## Input material
※
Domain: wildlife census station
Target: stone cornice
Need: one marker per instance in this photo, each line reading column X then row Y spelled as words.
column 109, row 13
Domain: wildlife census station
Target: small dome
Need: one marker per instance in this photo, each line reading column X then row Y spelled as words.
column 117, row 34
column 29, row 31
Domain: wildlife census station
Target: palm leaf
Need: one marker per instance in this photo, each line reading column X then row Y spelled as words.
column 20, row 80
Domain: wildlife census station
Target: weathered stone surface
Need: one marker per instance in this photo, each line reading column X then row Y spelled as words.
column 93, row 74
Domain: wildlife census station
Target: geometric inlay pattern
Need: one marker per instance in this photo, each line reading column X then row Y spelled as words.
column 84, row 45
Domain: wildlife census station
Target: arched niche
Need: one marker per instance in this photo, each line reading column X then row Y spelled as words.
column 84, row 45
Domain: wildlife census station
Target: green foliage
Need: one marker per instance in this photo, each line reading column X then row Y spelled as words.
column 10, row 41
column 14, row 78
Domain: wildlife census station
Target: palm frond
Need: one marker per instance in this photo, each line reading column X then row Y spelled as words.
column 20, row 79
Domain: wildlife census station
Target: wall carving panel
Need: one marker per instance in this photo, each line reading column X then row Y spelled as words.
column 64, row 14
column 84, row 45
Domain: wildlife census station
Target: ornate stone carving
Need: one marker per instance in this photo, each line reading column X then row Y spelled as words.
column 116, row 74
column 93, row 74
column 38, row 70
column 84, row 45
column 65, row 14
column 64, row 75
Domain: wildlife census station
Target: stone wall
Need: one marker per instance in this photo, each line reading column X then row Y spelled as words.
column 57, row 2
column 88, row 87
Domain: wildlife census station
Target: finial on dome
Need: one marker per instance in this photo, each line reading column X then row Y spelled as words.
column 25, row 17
※
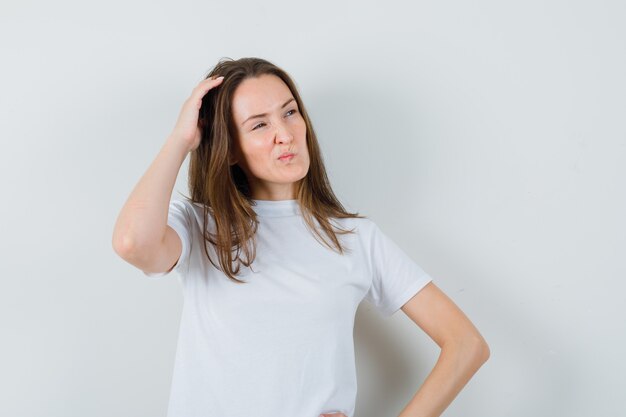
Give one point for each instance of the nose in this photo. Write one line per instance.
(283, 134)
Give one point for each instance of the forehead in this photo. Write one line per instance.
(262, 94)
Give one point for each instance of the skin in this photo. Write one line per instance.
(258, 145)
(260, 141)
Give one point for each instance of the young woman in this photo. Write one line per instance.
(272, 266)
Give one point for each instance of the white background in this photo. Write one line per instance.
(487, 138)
※
## Task details
Find the word "Target" in the records, and report each line that has it.

## Expected answer
Target: stone cornice
Target: small dome
Target: palm leaf
Target: weathered stone surface
Target: geometric inlay pattern
Target: arched niche
Target: green foliage
Target: palm frond
Target: wall carving panel
Target: ornate stone carving
Target: stone wall
Target: finial on dome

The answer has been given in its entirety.